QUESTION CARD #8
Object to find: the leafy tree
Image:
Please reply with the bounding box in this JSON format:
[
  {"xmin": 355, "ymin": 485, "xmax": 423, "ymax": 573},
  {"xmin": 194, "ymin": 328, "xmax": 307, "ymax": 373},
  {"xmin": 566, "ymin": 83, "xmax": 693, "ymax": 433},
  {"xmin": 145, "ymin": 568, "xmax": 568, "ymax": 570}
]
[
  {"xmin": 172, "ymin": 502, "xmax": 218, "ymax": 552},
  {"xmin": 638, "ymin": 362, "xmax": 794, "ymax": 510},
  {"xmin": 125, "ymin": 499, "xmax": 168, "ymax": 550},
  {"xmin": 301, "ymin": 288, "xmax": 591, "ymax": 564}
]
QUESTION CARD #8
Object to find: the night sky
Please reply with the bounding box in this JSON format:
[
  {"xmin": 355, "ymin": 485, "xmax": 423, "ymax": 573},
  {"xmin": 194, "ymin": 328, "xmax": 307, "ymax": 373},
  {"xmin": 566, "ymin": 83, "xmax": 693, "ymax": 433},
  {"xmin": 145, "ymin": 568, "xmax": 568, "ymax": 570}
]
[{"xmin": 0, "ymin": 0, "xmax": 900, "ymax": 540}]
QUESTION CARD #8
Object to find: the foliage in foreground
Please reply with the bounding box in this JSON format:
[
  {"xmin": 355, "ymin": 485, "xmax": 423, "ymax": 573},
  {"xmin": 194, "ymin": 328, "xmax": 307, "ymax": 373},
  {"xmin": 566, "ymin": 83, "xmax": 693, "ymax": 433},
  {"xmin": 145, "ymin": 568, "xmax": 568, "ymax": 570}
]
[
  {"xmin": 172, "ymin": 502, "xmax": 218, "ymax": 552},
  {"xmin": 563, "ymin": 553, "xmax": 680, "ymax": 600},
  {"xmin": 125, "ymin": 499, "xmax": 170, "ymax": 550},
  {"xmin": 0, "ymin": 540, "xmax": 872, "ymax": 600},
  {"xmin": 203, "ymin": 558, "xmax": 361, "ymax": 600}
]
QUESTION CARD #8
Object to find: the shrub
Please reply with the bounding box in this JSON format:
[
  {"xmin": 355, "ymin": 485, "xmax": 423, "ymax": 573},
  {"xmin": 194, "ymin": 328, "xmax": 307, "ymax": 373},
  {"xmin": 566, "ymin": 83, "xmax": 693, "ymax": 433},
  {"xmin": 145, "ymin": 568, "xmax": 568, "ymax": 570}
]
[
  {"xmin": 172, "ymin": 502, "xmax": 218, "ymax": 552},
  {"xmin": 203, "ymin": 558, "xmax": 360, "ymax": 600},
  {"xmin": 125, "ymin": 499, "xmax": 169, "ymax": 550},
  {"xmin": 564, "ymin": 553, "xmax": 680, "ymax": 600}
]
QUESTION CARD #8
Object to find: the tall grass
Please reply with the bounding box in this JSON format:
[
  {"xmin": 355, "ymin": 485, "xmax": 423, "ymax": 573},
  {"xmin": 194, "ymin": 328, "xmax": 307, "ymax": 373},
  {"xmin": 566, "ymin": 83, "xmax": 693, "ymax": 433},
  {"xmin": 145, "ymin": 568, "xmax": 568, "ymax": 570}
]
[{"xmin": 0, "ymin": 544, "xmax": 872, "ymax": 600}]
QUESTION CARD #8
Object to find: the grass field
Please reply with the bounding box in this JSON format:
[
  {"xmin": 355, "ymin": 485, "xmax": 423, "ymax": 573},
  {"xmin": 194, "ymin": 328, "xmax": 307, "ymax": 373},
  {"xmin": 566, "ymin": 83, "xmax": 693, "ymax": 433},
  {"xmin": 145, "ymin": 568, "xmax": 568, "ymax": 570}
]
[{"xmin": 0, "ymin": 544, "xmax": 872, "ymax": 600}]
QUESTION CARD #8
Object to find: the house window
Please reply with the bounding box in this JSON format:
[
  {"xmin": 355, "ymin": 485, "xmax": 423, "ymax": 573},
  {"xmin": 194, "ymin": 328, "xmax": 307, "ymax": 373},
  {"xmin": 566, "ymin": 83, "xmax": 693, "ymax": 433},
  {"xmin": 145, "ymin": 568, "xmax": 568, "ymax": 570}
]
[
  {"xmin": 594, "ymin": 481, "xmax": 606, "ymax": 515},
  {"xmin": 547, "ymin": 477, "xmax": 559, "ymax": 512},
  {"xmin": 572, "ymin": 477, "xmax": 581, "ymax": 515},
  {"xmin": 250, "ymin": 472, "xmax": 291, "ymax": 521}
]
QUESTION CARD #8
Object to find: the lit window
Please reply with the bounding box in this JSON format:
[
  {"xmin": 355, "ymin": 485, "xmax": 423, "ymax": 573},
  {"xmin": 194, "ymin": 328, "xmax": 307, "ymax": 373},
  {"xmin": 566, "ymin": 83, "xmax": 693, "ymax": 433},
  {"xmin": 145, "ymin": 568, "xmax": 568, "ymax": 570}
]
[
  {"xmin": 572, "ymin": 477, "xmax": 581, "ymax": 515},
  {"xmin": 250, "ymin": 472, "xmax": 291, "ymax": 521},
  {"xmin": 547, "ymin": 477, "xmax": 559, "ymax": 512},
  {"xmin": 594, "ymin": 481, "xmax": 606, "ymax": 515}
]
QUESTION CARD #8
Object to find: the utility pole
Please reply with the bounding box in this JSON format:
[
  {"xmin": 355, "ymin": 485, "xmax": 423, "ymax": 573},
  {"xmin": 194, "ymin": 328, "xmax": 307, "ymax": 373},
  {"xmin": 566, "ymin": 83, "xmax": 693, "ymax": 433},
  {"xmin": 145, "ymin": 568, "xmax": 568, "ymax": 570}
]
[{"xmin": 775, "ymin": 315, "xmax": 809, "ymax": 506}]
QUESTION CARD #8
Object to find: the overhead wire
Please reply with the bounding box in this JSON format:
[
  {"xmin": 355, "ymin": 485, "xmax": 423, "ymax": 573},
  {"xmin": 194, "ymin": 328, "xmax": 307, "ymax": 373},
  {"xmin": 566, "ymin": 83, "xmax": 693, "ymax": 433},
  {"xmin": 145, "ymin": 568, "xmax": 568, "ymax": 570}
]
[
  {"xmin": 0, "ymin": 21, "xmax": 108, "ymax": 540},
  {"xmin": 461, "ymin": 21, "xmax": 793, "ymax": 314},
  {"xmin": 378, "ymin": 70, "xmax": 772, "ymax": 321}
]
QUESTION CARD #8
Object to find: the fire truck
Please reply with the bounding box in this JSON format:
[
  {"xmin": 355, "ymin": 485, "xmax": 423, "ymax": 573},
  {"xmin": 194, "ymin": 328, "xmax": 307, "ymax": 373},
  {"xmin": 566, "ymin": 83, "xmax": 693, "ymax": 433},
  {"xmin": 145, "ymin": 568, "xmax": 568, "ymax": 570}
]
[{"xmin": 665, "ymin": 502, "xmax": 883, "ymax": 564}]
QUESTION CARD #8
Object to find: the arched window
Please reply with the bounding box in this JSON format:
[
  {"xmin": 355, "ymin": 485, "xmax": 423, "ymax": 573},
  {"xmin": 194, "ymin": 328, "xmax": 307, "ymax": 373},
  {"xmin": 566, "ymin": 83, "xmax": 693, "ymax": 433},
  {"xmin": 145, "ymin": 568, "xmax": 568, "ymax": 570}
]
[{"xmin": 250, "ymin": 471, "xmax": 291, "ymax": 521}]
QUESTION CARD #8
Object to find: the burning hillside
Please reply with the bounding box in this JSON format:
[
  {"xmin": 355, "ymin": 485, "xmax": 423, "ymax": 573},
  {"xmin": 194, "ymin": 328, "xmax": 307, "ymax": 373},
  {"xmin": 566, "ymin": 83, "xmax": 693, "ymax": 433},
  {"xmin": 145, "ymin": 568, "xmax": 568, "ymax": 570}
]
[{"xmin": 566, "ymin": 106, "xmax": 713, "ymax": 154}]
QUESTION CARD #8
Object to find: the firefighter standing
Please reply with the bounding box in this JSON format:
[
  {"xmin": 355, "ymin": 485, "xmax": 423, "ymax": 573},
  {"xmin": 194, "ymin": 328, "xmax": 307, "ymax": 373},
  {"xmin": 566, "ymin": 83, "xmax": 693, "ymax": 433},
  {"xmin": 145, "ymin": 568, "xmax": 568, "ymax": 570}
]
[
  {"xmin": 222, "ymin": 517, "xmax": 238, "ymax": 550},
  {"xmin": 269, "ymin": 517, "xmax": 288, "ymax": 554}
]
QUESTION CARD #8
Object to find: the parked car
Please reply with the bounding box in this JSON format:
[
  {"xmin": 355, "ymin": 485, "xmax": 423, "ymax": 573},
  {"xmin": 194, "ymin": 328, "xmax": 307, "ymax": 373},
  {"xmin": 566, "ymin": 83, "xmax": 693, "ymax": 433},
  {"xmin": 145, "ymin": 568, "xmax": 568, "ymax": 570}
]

--- --- ---

List every line in the entries above that contains the string "window". The match is case-sensitive.

## RESULT BELOW
Object to find: the house window
Object to find: the lit window
Object to find: the arched window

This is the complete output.